> _ACTIVITY_
From the data that follows, print exactly the lines starting at the one containing "Mark the stingray body." and ending at the one containing "Mark the blue spot on stingray."; include both of them and nothing more.

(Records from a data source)
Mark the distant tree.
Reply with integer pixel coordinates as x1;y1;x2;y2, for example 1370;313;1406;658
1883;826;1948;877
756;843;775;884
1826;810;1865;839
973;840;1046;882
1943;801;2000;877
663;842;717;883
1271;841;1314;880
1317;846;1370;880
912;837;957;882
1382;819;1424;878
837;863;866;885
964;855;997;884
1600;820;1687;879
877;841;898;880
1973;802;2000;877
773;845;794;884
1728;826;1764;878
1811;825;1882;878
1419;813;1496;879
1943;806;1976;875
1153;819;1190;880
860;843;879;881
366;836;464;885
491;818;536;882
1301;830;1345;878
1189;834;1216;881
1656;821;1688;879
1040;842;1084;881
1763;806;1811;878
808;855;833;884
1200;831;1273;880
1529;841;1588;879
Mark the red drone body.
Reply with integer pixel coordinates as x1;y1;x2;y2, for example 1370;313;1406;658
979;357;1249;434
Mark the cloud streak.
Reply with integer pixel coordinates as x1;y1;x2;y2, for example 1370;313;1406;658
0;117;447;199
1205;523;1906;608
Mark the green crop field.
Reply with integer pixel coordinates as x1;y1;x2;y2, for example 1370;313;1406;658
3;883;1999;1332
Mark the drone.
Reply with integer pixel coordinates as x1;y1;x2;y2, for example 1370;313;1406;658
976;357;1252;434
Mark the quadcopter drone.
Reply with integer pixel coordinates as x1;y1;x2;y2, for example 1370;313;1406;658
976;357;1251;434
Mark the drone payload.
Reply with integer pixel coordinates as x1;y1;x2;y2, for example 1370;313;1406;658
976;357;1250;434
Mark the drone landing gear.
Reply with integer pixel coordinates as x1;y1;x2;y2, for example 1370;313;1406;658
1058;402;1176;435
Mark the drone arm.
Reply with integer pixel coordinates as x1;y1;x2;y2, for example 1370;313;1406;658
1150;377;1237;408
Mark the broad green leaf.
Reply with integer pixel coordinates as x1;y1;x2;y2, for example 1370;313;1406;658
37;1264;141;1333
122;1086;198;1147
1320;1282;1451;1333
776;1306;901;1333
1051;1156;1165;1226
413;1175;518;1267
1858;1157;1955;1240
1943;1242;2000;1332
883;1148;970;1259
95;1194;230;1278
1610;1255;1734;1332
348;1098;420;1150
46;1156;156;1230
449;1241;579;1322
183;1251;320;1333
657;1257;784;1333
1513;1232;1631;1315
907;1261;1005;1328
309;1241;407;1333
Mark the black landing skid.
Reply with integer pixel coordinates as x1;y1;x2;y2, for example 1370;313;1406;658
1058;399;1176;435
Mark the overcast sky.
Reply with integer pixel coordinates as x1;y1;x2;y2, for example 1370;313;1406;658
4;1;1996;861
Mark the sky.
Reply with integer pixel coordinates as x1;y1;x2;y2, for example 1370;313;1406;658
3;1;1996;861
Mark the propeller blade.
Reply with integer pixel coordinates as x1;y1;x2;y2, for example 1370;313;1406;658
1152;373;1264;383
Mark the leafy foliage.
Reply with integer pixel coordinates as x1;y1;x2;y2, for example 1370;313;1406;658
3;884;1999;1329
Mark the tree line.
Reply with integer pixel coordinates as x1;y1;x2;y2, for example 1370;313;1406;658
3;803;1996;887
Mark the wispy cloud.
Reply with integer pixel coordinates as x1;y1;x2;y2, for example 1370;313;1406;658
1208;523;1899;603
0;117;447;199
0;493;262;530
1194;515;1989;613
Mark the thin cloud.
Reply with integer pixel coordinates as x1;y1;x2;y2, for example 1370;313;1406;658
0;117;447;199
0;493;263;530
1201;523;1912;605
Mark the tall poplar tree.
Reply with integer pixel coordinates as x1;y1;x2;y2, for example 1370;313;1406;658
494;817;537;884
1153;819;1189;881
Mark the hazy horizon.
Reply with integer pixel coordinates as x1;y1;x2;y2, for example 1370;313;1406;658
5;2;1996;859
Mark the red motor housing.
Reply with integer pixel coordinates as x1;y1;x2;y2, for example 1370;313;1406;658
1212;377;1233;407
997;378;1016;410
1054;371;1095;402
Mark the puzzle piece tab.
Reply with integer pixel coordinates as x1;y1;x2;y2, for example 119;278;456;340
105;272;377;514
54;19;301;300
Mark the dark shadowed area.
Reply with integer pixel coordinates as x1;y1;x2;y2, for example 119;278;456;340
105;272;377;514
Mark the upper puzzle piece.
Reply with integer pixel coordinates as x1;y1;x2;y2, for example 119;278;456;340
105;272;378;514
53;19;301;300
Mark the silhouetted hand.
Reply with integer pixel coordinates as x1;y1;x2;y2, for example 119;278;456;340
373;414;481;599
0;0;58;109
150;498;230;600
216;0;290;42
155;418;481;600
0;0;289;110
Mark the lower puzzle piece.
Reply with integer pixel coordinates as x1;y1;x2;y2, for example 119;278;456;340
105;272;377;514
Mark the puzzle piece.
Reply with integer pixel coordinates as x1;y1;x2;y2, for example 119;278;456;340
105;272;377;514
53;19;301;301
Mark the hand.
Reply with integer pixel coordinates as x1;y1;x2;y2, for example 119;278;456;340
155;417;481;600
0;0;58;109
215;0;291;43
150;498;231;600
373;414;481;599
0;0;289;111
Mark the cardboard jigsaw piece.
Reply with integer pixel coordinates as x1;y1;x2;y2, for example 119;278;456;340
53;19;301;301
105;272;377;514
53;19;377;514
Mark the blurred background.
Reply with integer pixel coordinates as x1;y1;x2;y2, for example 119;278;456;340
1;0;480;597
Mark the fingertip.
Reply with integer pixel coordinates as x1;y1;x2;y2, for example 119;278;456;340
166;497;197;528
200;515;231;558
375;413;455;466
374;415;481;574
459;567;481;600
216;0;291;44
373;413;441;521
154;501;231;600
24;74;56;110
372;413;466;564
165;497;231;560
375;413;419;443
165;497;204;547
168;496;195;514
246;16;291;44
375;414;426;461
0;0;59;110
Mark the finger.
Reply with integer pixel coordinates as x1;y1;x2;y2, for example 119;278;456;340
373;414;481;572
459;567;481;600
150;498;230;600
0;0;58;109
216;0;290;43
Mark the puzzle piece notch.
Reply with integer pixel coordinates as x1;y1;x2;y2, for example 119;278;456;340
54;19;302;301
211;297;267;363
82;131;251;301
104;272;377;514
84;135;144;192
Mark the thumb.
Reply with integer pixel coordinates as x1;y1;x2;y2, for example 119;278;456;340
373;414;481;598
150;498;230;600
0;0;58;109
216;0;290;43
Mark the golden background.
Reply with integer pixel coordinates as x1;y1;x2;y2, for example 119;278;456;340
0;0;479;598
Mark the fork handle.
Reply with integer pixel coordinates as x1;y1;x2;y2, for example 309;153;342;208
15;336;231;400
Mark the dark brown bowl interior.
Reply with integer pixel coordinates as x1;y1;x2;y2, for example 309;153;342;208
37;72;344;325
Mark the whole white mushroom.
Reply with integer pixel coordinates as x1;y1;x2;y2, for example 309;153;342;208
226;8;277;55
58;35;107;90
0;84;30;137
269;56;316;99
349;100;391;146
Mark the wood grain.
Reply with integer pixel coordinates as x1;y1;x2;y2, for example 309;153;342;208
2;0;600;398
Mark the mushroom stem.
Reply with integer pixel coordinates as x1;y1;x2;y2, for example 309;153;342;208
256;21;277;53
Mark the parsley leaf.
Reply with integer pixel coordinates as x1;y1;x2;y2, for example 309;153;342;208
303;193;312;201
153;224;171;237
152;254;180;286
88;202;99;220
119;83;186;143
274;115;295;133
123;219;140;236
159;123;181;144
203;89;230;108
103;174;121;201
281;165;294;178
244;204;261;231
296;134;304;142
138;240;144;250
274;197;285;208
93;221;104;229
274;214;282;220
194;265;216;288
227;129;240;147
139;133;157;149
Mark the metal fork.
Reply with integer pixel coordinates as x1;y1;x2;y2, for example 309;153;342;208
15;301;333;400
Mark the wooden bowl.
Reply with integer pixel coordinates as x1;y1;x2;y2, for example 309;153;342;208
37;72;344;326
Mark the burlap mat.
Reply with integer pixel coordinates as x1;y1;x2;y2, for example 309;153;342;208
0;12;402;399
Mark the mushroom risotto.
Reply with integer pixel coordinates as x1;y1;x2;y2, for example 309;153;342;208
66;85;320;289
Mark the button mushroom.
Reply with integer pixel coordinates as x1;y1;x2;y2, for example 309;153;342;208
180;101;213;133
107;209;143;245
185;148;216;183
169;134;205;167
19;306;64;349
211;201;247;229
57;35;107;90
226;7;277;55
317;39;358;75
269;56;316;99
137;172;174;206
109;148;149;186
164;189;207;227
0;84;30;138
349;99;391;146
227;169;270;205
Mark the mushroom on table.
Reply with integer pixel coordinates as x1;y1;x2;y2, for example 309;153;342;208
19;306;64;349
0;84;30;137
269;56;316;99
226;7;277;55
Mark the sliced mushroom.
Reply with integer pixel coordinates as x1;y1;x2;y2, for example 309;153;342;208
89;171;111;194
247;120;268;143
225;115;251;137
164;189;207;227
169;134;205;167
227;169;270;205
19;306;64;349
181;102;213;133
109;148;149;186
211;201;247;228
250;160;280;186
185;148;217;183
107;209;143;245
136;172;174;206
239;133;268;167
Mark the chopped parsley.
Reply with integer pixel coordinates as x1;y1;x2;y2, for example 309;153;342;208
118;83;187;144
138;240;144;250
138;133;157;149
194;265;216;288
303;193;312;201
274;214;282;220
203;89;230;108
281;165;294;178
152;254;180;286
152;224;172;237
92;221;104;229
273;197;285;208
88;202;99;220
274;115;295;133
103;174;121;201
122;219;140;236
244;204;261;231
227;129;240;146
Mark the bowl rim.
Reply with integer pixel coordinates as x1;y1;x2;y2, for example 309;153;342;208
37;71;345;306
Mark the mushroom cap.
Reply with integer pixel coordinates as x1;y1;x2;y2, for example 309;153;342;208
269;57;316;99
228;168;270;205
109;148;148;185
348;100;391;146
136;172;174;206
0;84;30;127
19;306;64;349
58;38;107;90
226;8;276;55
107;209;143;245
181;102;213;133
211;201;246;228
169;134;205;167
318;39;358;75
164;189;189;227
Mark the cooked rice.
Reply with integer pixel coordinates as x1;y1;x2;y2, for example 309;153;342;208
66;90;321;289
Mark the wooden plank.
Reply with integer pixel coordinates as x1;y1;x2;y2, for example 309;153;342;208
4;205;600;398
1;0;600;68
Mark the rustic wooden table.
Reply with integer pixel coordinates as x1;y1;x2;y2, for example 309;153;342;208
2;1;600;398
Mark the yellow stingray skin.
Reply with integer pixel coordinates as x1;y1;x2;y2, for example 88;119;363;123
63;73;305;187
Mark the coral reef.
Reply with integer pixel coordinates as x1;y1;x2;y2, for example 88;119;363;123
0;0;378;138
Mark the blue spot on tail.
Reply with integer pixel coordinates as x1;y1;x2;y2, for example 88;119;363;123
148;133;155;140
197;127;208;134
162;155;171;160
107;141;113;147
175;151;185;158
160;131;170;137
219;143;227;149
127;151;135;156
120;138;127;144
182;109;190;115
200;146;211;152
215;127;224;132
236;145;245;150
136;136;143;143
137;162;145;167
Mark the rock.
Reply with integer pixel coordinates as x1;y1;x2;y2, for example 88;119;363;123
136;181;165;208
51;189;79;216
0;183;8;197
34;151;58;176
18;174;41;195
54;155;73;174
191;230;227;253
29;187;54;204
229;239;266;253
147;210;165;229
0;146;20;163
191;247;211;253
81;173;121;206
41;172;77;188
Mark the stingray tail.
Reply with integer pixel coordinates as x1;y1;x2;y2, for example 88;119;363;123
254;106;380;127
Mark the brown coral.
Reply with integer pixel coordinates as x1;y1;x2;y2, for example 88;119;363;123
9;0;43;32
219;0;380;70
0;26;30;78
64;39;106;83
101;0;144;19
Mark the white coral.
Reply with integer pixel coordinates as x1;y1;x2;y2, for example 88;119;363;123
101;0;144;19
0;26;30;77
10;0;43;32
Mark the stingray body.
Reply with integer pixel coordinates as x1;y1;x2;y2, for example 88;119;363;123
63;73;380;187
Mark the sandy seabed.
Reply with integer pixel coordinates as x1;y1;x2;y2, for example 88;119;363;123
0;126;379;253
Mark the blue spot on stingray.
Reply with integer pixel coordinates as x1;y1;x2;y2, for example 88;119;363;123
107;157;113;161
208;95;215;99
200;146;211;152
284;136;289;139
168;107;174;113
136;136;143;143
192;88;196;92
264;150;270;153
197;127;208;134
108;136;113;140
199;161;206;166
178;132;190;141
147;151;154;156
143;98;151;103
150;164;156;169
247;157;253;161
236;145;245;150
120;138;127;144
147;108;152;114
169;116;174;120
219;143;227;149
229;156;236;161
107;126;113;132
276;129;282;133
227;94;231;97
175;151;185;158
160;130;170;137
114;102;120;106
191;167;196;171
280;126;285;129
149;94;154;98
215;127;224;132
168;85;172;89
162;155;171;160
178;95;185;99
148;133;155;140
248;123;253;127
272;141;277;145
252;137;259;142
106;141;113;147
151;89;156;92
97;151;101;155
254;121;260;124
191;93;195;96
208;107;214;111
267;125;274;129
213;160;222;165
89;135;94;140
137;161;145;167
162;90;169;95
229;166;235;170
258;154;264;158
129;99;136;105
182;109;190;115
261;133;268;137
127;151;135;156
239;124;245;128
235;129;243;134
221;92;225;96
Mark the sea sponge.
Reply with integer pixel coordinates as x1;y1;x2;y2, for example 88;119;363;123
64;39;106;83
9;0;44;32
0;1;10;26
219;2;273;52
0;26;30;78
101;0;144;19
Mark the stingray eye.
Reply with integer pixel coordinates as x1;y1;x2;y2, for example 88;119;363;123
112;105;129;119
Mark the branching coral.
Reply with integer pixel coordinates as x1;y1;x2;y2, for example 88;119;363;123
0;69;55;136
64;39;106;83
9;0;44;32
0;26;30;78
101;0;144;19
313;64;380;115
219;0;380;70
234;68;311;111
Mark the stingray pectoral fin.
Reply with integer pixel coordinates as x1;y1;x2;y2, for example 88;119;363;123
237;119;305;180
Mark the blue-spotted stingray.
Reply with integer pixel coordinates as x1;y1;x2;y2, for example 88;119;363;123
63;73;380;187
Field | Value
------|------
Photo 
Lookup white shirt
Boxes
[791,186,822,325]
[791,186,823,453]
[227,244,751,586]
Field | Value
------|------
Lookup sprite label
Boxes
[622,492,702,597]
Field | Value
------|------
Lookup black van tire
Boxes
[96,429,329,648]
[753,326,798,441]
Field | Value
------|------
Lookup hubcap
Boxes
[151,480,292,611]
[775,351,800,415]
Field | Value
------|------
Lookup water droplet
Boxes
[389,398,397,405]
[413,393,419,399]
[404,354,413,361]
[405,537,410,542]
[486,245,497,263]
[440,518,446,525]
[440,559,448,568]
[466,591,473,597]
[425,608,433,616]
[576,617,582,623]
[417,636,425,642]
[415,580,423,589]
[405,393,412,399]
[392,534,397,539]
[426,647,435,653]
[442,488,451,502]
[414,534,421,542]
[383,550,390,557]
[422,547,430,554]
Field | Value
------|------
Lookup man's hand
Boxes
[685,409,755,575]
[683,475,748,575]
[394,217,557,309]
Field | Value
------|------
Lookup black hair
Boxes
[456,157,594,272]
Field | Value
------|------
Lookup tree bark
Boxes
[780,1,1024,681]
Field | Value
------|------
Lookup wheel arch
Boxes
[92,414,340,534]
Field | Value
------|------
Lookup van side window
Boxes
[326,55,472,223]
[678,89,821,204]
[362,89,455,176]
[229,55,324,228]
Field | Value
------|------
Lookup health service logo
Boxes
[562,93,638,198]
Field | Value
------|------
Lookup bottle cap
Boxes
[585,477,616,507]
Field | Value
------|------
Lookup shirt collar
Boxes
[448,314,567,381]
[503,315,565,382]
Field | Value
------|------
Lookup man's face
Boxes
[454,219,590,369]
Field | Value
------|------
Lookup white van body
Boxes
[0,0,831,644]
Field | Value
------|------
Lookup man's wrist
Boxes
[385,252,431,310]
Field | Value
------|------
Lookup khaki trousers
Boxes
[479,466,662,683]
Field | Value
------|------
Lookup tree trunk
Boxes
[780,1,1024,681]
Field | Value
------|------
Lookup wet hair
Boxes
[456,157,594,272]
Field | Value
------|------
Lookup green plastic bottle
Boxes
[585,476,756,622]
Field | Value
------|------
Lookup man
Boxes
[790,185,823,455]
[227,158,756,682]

> _RESULT OF THIS TASK_
Mark the stingray body.
Reply with integer pixel coordinates as x1;y1;x2;y2, for example 88;119;363;123
63;73;380;187
Mark the sandy seabed.
Reply with integer pixel coordinates as x1;y1;x2;y2, for example 88;119;363;123
0;126;379;253
Mark the blue spot on stingray.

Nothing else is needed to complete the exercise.